УСЛОВИЕ ЗАДАНИЯ: Приведите строки с первой по ту, что содержит «query: overhead power line», включительно, переименовав в них «outline» в «boundary» и больше ничего не меняя.

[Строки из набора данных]

┄┄┄┄┄┄

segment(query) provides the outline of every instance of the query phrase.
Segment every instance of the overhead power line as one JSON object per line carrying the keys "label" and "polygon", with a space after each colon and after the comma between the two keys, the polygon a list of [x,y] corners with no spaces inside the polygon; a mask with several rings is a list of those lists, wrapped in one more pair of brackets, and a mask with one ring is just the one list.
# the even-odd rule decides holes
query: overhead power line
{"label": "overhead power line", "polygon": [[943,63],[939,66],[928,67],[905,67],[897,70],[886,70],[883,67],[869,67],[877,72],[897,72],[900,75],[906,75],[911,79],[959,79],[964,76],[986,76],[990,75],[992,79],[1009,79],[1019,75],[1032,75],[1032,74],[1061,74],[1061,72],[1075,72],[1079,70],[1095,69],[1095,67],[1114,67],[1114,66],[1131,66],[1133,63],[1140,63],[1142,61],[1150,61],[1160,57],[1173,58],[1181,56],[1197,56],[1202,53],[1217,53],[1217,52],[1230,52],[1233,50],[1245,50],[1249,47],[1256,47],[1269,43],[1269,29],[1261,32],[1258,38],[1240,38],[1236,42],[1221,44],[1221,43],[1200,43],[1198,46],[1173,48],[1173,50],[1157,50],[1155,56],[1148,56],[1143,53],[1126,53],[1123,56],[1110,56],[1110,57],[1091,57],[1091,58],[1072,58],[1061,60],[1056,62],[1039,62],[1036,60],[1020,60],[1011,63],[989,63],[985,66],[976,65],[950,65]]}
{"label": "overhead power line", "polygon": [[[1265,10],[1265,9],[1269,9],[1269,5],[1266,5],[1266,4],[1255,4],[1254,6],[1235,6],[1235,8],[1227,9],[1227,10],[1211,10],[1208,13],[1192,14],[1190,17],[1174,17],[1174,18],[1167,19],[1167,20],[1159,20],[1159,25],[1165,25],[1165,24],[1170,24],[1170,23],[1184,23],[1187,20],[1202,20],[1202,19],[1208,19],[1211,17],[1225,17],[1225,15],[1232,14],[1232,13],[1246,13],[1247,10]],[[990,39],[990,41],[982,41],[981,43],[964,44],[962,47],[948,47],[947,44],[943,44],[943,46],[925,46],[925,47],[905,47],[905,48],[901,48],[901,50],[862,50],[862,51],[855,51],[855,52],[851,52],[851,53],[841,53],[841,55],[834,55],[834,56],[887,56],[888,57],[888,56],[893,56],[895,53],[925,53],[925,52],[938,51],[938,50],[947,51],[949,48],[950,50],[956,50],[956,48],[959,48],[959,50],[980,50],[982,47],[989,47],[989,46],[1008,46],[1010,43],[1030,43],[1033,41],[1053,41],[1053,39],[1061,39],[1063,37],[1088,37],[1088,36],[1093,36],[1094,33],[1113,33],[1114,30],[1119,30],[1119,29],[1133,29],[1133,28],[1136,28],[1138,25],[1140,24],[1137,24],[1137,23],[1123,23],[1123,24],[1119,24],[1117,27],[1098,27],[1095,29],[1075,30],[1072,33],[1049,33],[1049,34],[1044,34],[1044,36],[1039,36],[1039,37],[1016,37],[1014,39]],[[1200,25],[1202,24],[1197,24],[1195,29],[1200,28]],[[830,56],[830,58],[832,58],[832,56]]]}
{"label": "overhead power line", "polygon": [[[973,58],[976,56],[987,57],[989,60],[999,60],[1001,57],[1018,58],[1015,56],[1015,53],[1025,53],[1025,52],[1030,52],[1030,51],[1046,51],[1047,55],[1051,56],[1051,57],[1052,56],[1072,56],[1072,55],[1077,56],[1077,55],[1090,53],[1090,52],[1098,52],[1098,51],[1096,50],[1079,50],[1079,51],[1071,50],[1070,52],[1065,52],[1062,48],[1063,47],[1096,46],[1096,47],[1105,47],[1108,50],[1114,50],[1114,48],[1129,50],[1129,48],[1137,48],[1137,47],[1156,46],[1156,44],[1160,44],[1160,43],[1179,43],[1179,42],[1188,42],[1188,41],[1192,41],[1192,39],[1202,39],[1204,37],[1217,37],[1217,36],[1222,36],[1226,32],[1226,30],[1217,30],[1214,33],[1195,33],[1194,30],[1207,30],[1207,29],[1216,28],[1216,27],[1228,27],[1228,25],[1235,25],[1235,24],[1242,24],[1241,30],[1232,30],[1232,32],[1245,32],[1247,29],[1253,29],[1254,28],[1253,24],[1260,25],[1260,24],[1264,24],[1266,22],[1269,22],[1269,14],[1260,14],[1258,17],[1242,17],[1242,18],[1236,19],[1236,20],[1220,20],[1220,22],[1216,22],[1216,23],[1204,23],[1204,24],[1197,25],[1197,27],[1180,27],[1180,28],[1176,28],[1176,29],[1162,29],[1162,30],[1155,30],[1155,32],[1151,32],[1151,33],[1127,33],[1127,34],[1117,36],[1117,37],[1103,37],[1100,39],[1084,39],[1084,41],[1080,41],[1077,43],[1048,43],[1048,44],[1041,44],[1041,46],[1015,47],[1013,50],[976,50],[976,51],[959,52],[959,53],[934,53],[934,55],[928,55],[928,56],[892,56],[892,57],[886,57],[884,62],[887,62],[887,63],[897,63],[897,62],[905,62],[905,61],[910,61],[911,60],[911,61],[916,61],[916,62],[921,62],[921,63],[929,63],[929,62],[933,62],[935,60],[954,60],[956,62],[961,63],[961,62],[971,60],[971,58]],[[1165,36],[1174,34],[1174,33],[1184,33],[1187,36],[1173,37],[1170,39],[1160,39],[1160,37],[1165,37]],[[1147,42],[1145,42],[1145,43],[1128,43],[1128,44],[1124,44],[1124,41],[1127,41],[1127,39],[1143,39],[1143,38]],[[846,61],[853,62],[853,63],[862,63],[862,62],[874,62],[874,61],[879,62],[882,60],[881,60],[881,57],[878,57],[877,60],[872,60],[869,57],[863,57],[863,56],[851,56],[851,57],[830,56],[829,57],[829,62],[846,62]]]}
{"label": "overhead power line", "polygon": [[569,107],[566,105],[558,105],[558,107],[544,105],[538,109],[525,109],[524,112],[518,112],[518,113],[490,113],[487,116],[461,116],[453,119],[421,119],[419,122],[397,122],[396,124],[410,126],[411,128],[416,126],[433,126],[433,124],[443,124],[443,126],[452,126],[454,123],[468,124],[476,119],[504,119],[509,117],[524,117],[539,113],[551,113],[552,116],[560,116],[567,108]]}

┄┄┄┄┄┄

ПРАВИЛЬНЫЙ ОТВЕТ:
segment(query) provides the boundary of every instance of the query phrase.
Segment every instance of the overhead power line as one JSON object per line carrying the keys "label" and "polygon", with a space after each colon and after the comma between the two keys, the polygon a list of [x,y] corners with no spaces inside the polygon; a mask with several rings is a list of those lists, wrapped in one more pair of brackets, and a mask with one ring is just the one list.
# the even-odd rule decides holes
query: overhead power line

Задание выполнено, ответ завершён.